■ **Task instructions**
A. In the NBG earnings passage, rewrite everything from "Moving on to" down to "liquidity regulatory ratios.", substituting "liquidity buffer" for "cash buffer".
B. In the NBG earnings passage, how much did the cash buffer amount to in September?

■ **Passage**
Moving on to NBG's profitability performance, our group operating profit stood at €84 million in nine-month 2018, contrasting sharply with the loss of €75 million a year ago, that is €150 million. This performance is attributable to a reduction of our cost of risk to a much lower yet sustainable level, which reflects our high coverage in organic formation trends.
Our group cost of risk over net loans stands at just over 100 basis points. Even though our NII has been hit by the first time adoption of IFRS 9, restructurings and deleveraging, its quality is higher as it improves little NPE interest.
On a risk-adjusted basis, both NII and NIM have picked up in the nine months 2018 versus nine months 2017. Moreover, both NII and NIM are held back by the buildup of a cash buffer that amounted to €5 billion in September, and help us meet our liquidity regulatory ratios.

■ **Supplied data**

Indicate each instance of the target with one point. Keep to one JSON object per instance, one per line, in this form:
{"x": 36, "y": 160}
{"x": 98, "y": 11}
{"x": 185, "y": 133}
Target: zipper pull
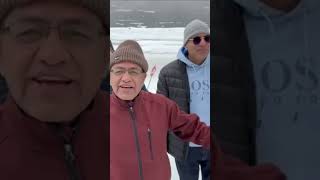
{"x": 69, "y": 156}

■ **Solutions per task**
A.
Moving on to NBG's profitability performance, our group operating profit stood at €84 million in nine-month 2018, contrasting sharply with the loss of €75 million a year ago, that is €150 million. This performance is attributable to a reduction of our cost of risk to a much lower yet sustainable level, which reflects our high coverage in organic formation trends.
Our group cost of risk over net loans stands at just over 100 basis points. Even though our NII has been hit by the first time adoption of IFRS 9, restructurings and deleveraging, its quality is higher as it improves little NPE interest.
On a risk-adjusted basis, both NII and NIM have picked up in the nine months 2018 versus nine months 2017. Moreover, both NII and NIM are held back by the buildup of a liquidity buffer that amounted to €5 billion in September, and help us meet our liquidity regulatory ratios.

B. €5 billion.